WHAT TO WORK ON: Only the lines from the one containing "Could you please point to the blurred bird" through the end of the material are to be echoed, each exactly as it appears.

----

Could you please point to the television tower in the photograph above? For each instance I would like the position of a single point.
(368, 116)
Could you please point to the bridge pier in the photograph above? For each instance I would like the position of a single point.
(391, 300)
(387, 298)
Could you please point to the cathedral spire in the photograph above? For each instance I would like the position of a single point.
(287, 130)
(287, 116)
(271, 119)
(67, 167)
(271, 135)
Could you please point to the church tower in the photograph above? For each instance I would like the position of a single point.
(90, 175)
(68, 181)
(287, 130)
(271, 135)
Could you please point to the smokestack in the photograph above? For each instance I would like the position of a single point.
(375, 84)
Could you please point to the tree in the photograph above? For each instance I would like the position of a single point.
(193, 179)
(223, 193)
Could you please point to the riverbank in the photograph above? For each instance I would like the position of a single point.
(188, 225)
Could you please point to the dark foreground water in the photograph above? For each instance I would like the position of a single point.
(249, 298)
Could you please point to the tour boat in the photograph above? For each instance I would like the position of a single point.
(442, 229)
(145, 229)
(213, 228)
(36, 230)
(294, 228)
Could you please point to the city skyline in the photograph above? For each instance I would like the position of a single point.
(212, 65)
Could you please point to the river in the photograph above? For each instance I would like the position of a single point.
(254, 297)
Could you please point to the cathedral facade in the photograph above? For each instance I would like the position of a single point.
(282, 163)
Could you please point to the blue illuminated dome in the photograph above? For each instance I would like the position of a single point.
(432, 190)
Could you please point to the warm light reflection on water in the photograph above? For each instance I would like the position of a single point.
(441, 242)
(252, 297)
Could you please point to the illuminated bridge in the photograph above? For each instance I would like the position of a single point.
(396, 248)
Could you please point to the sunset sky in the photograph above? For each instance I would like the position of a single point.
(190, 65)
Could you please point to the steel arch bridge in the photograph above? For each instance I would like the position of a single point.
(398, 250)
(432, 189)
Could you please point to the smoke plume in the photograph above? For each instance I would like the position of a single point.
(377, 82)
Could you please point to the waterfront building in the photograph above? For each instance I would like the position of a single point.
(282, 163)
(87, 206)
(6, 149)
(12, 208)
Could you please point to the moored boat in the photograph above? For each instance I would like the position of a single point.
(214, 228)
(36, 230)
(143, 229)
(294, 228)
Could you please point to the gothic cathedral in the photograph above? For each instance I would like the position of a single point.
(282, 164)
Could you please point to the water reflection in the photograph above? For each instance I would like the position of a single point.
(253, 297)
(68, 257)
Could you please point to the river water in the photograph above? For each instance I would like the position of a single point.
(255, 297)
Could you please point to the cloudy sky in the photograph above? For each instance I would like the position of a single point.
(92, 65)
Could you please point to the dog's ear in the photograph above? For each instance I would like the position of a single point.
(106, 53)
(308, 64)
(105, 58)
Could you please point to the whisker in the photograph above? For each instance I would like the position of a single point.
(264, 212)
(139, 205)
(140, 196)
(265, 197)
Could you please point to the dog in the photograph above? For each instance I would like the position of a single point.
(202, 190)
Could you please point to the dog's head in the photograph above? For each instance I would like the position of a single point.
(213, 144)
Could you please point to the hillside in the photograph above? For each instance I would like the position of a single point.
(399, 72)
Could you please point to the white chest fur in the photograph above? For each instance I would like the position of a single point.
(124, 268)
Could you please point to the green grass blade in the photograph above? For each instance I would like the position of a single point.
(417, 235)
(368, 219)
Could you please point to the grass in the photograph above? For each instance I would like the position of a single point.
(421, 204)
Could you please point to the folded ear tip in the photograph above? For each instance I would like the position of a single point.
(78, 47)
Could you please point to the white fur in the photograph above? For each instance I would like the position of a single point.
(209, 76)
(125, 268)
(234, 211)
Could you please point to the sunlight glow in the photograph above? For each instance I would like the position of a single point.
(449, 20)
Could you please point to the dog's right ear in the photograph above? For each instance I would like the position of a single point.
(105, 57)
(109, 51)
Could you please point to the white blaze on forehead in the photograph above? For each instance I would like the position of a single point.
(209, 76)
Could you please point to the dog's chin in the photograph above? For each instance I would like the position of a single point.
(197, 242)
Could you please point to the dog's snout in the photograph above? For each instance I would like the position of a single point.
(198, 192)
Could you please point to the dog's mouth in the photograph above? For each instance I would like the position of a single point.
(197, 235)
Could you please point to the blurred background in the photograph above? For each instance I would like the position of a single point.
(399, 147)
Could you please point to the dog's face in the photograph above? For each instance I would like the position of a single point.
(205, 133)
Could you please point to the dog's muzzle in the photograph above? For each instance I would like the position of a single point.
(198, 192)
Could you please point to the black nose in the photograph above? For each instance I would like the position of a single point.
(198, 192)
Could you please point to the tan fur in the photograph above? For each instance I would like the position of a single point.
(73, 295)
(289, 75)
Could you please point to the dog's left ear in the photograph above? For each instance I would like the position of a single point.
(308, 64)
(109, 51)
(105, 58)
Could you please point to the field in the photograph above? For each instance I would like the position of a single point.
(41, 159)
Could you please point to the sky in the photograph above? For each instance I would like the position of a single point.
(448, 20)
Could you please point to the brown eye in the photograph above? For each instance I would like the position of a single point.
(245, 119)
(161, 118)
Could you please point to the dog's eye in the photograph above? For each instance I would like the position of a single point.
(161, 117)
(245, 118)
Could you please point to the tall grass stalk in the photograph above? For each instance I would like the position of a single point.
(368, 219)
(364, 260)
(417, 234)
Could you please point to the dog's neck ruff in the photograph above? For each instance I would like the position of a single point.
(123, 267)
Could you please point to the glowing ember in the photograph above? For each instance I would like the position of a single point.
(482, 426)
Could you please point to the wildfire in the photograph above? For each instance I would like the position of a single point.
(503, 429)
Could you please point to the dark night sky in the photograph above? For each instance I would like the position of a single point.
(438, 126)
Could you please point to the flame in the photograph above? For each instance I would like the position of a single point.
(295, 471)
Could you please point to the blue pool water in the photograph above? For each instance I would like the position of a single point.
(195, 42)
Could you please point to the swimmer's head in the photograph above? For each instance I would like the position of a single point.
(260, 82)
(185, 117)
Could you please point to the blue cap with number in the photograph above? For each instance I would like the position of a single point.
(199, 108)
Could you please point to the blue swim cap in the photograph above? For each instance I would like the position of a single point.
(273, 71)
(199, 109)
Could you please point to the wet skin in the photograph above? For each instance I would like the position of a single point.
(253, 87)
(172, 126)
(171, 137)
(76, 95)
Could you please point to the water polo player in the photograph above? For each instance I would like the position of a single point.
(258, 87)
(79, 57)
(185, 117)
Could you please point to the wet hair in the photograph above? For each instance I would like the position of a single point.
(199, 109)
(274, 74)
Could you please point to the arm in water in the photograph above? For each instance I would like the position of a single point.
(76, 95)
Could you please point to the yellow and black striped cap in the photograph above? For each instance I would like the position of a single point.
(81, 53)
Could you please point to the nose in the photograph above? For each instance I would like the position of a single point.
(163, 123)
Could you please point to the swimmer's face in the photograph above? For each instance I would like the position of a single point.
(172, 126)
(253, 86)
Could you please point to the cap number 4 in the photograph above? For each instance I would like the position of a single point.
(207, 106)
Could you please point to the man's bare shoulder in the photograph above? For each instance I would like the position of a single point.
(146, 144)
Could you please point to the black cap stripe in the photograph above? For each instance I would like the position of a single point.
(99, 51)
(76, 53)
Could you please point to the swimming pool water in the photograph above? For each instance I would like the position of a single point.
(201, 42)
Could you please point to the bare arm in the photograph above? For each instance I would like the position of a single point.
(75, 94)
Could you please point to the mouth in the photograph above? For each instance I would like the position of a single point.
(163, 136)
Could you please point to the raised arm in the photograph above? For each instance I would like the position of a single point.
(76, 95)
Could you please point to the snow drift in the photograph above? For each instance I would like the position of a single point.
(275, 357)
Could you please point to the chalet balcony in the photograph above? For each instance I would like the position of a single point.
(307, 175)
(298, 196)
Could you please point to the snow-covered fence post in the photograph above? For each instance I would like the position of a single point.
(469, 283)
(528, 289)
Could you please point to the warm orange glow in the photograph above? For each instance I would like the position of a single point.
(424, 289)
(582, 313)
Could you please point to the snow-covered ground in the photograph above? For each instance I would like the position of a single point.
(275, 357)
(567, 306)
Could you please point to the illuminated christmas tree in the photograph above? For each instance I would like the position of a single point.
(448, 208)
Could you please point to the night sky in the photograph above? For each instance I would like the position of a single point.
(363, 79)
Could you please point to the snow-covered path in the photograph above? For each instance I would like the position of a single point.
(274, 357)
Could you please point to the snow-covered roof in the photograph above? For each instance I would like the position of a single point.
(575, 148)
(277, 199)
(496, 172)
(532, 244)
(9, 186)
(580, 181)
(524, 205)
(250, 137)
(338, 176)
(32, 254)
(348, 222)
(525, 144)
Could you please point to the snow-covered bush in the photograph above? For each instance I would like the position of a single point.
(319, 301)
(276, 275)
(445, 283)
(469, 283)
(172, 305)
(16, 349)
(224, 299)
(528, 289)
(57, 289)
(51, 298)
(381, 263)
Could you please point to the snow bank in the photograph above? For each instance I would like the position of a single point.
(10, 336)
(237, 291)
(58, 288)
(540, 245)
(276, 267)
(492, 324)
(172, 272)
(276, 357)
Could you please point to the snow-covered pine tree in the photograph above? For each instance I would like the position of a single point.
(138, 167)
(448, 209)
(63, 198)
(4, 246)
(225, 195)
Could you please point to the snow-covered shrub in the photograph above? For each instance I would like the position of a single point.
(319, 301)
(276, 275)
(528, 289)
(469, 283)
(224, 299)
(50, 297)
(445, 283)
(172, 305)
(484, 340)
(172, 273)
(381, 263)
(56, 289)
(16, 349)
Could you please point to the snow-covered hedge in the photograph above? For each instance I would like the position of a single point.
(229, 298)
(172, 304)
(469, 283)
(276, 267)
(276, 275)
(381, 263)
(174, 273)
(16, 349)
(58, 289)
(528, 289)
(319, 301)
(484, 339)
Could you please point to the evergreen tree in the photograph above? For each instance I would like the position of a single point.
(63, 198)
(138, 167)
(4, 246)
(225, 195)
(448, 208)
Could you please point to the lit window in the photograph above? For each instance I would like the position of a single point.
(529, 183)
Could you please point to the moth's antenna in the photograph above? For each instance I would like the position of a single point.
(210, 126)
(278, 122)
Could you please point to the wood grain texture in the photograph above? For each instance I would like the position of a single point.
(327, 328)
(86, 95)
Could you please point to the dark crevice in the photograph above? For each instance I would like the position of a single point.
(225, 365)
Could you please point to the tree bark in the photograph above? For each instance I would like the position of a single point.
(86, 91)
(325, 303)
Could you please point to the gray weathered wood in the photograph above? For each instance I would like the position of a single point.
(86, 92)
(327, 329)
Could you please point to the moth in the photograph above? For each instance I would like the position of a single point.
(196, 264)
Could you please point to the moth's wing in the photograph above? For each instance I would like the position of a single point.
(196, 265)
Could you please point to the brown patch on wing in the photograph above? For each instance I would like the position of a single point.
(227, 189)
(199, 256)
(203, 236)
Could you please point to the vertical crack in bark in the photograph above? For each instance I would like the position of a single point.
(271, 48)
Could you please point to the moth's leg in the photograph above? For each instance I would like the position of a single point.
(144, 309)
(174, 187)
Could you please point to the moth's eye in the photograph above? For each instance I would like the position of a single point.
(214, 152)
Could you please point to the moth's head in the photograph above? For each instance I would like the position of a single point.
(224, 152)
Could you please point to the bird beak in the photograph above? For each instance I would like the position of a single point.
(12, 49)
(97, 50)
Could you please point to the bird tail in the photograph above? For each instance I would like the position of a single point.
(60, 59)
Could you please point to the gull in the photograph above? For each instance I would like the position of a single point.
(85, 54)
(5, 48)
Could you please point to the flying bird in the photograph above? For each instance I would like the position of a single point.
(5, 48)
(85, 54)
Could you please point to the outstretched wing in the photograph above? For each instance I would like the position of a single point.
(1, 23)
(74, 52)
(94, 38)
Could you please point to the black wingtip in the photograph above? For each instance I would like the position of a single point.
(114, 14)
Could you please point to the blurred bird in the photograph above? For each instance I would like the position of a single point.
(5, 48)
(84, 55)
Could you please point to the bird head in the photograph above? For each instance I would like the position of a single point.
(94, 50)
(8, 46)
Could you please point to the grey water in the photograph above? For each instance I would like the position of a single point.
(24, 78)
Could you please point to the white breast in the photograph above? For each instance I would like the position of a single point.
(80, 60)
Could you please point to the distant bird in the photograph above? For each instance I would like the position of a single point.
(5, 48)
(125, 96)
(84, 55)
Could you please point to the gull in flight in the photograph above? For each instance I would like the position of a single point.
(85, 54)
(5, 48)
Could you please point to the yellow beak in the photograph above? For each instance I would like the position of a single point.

----

PROBLEM SOLUTION:
Could you please point to the blurred bird in the photograph above? For each instance I would like the position of a single point.
(5, 48)
(84, 55)
Could you please point to the bird head in the photograph above? For each instance I would like the position of a single point.
(94, 50)
(8, 46)
Could you please point to the grey water in the photograph above? For each instance I would like the position of a single point.
(24, 78)
Could you please point to the white breast in the photograph above? For each instance I would like the position of a single point.
(80, 60)
Could you please point to the distant bird in the photograph above? For each instance I would like the position of a single point.
(5, 48)
(125, 96)
(84, 55)
Could you please point to the gull in flight in the photograph above? For each instance I would like the position of a single point.
(85, 54)
(5, 48)
Could you please point to the yellow beak in the photograph above? For each instance I would like the position of a single point.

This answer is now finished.